◆ ABOUT THIS EXERCISE: Because the pictures are not wanted, reproduce the rest of the records below exactly as they stand.
BEGIN
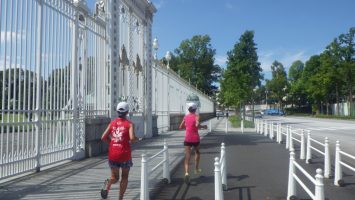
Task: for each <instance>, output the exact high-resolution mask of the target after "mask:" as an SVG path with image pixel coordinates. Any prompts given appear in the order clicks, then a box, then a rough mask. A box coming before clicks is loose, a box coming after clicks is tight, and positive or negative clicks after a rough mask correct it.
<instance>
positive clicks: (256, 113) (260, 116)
mask: <svg viewBox="0 0 355 200" xmlns="http://www.w3.org/2000/svg"><path fill="white" fill-rule="evenodd" d="M254 117H255V118H262V117H263V115H262V114H261V112H260V111H256V112H254Z"/></svg>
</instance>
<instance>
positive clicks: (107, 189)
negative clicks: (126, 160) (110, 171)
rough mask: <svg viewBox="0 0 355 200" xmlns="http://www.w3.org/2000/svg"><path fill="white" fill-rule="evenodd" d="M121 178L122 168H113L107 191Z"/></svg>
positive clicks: (108, 183) (111, 172)
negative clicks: (121, 171)
mask: <svg viewBox="0 0 355 200" xmlns="http://www.w3.org/2000/svg"><path fill="white" fill-rule="evenodd" d="M119 178H120V169H119V168H111V177H110V180H109V182H108V184H107V192H108V191H110V188H111V185H112V184H115V183H117V181H118V180H119Z"/></svg>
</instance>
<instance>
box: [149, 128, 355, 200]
mask: <svg viewBox="0 0 355 200" xmlns="http://www.w3.org/2000/svg"><path fill="white" fill-rule="evenodd" d="M221 142H224V143H225V145H226V154H227V156H226V159H227V184H228V190H227V191H224V192H223V193H224V199H225V200H285V199H287V186H288V170H289V152H288V150H287V149H285V145H284V144H283V145H282V144H277V143H275V142H274V141H272V140H270V139H269V138H268V137H265V136H263V135H259V134H256V133H255V131H254V130H253V129H246V130H245V132H244V133H243V134H242V133H241V132H240V131H239V130H238V129H232V130H231V129H230V131H229V132H228V134H225V133H224V132H221V131H214V132H212V133H211V134H209V135H208V136H206V137H205V138H204V139H203V141H202V142H201V166H202V170H203V171H202V174H201V176H199V177H197V176H193V177H192V178H191V182H190V184H189V185H186V184H185V183H184V180H183V174H184V167H183V164H182V163H181V164H180V165H179V167H178V168H177V170H176V172H175V173H174V174H173V175H172V183H171V184H169V185H165V186H163V187H161V188H160V189H159V190H158V191H156V192H155V193H154V197H153V198H152V199H154V200H168V199H169V200H170V199H188V200H206V199H211V200H213V199H214V176H213V175H214V173H213V172H214V165H213V160H214V157H216V156H218V157H219V153H220V144H221ZM296 150H298V149H296ZM191 160H193V159H191ZM296 160H297V161H298V162H299V163H300V164H301V165H302V166H303V167H304V168H305V169H306V170H307V171H308V172H309V173H310V174H311V175H312V176H314V175H315V171H316V168H319V167H321V166H319V165H318V164H314V165H306V164H304V161H300V160H298V159H296ZM190 165H191V166H190V167H193V161H192V162H190ZM320 165H321V163H320ZM192 169H193V168H192ZM301 179H302V180H305V177H302V176H301ZM347 180H348V183H349V184H348V185H347V186H346V187H343V188H341V187H336V186H334V185H333V179H324V183H325V198H326V199H328V200H354V199H355V180H354V179H353V178H352V179H351V175H350V174H347ZM304 182H305V184H306V185H308V186H309V187H310V188H311V191H313V190H314V188H313V187H314V186H313V187H312V186H311V184H310V183H308V182H307V181H304ZM297 197H298V199H303V200H310V198H309V196H308V195H307V194H306V193H305V192H304V191H303V189H302V188H301V186H300V185H297Z"/></svg>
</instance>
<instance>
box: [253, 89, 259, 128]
mask: <svg viewBox="0 0 355 200" xmlns="http://www.w3.org/2000/svg"><path fill="white" fill-rule="evenodd" d="M257 90H258V86H255V88H254V89H253V122H254V121H255V109H254V107H255V93H256V91H257Z"/></svg>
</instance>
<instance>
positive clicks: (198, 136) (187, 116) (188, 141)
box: [184, 113, 200, 142]
mask: <svg viewBox="0 0 355 200" xmlns="http://www.w3.org/2000/svg"><path fill="white" fill-rule="evenodd" d="M196 118H197V116H196V114H193V113H189V114H188V115H186V116H185V118H184V121H185V127H186V133H185V141H186V142H199V141H200V136H199V134H198V128H197V127H196Z"/></svg>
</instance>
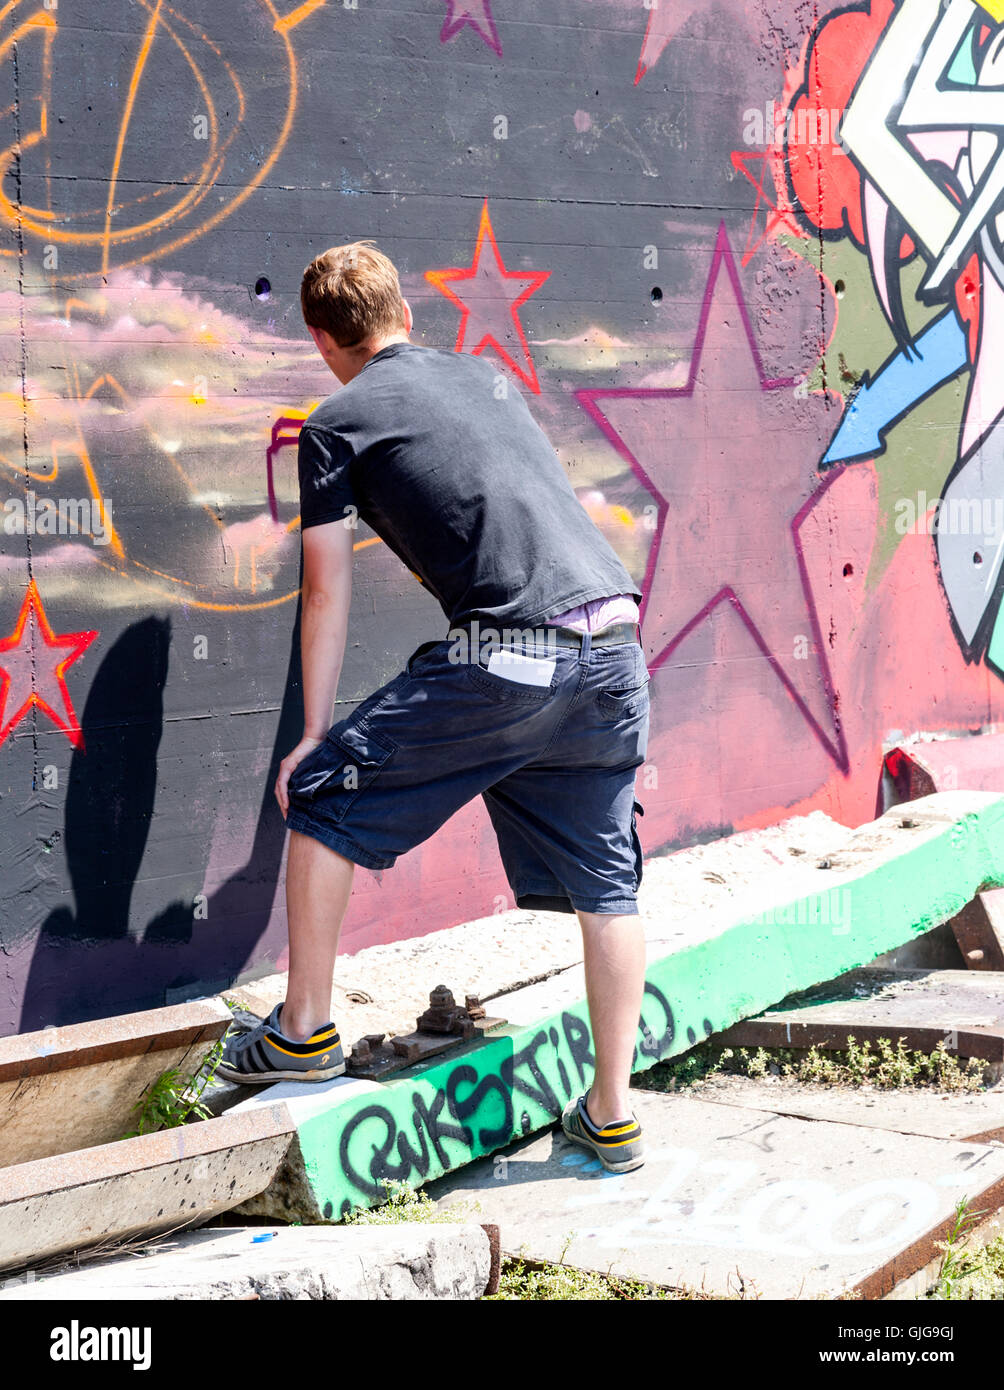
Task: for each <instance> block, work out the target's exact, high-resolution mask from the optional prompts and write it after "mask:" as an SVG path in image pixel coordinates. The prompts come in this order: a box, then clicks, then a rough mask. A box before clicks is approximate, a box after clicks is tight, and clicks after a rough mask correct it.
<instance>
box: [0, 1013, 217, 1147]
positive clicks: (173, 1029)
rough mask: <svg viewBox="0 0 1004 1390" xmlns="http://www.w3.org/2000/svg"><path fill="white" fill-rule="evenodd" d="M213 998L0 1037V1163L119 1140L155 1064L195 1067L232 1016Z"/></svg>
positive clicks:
END
◆ ANSWER TO THIS TASK:
Task: for each <instance>, output the exact high-resolution mask of the target after "mask:" as an SVG path with image pixel coordinates. Any prompts given appear in the order clicks, then a box, then a rough mask. A box coming before clicks is loose, a box coming after clicks is tight, and positive or negative clicks after a rough mask correct it.
<instance>
positive clicks: (256, 113) (260, 116)
mask: <svg viewBox="0 0 355 200" xmlns="http://www.w3.org/2000/svg"><path fill="white" fill-rule="evenodd" d="M254 117H255V118H262V117H263V115H262V114H261V112H260V111H256V112H254Z"/></svg>
</instance>
<instance>
positive clicks: (107, 189)
negative clicks: (126, 160) (110, 171)
rough mask: <svg viewBox="0 0 355 200" xmlns="http://www.w3.org/2000/svg"><path fill="white" fill-rule="evenodd" d="M121 178L122 168H113L107 191Z"/></svg>
positive clicks: (108, 183) (111, 172)
negative clicks: (121, 171)
mask: <svg viewBox="0 0 355 200" xmlns="http://www.w3.org/2000/svg"><path fill="white" fill-rule="evenodd" d="M119 178H120V169H119V168H111V177H110V180H109V182H108V184H107V192H108V191H110V188H111V185H112V184H115V183H117V181H118V180H119Z"/></svg>
</instance>
<instance>
box: [149, 128, 355, 200]
mask: <svg viewBox="0 0 355 200" xmlns="http://www.w3.org/2000/svg"><path fill="white" fill-rule="evenodd" d="M221 142H224V143H225V145H226V154H227V156H226V159H227V184H228V190H227V191H224V192H223V193H224V199H225V200H285V199H287V186H288V170H289V152H288V150H287V149H285V145H284V144H283V145H282V144H277V143H275V142H274V141H272V140H270V139H269V138H268V137H265V136H263V135H259V134H256V133H255V131H254V130H253V129H246V130H245V132H244V133H243V134H242V133H241V132H240V131H239V130H238V129H232V130H231V129H230V131H229V132H228V134H225V133H224V132H221V131H214V132H212V133H211V134H209V135H208V136H206V137H205V138H204V139H203V141H202V142H201V166H202V170H203V171H202V174H201V176H199V177H197V176H193V177H192V178H191V182H190V184H189V185H186V184H185V183H184V180H183V174H184V167H183V164H182V163H181V164H180V165H179V167H178V168H177V170H176V172H175V173H174V174H173V175H172V183H171V184H169V185H165V186H163V187H161V188H160V189H159V190H158V191H156V192H155V193H154V197H153V198H152V199H154V200H168V199H169V200H170V199H188V200H206V199H211V200H213V199H214V176H213V175H214V173H213V172H214V165H213V160H214V157H216V156H218V157H219V153H220V144H221ZM296 150H298V149H296ZM191 160H193V159H191ZM296 160H297V161H298V162H299V163H300V164H301V165H302V166H303V167H304V168H305V169H306V170H307V171H308V172H309V173H310V174H311V175H312V176H314V175H315V171H316V168H319V167H321V166H319V165H318V164H314V165H306V164H304V161H300V160H298V159H296ZM190 165H191V166H190V167H193V161H192V162H190ZM320 165H321V163H320ZM192 169H193V168H192ZM301 179H302V180H305V177H302V176H301ZM347 180H348V183H349V184H348V185H347V186H346V187H343V188H341V187H336V186H334V185H333V179H324V183H325V198H326V199H328V200H354V199H355V180H354V179H353V178H352V179H351V175H350V174H347ZM304 182H305V184H306V185H308V186H309V187H310V188H311V191H313V190H314V188H313V187H314V186H313V187H312V186H311V184H310V183H308V182H307V181H304ZM297 197H298V199H303V200H310V198H309V196H308V195H307V194H306V193H305V192H304V191H303V189H302V188H301V186H300V185H297Z"/></svg>
</instance>
<instance>
box: [253, 89, 259, 128]
mask: <svg viewBox="0 0 355 200" xmlns="http://www.w3.org/2000/svg"><path fill="white" fill-rule="evenodd" d="M257 90H258V86H255V88H254V89H253V122H254V121H255V109H254V107H255V93H256V91H257Z"/></svg>
</instance>
<instance>
positive clicks: (198, 136) (187, 116) (188, 141)
box: [184, 113, 200, 142]
mask: <svg viewBox="0 0 355 200" xmlns="http://www.w3.org/2000/svg"><path fill="white" fill-rule="evenodd" d="M196 118H197V116H196V114H193V113H189V114H188V115H186V116H185V118H184V121H185V127H186V133H185V141H186V142H199V141H200V136H199V134H198V128H197V127H196Z"/></svg>
</instance>
Task: for each <instance> block, work out the target's exact, high-resolution mask from the optional prompts and write it after "mask:" as an SVG path in image pixel coordinates. The prompts come in this order: a box, then clicks, then a rough mask. A box before clicks is approximate, a box after clicks is tight, and clicks after a rough mask correct it.
<instance>
box: [0, 1013, 217, 1147]
positive clicks: (173, 1029)
rough mask: <svg viewBox="0 0 1004 1390" xmlns="http://www.w3.org/2000/svg"><path fill="white" fill-rule="evenodd" d="M213 998L0 1037V1163L119 1140L155 1064L195 1067L232 1016Z"/></svg>
positive clicks:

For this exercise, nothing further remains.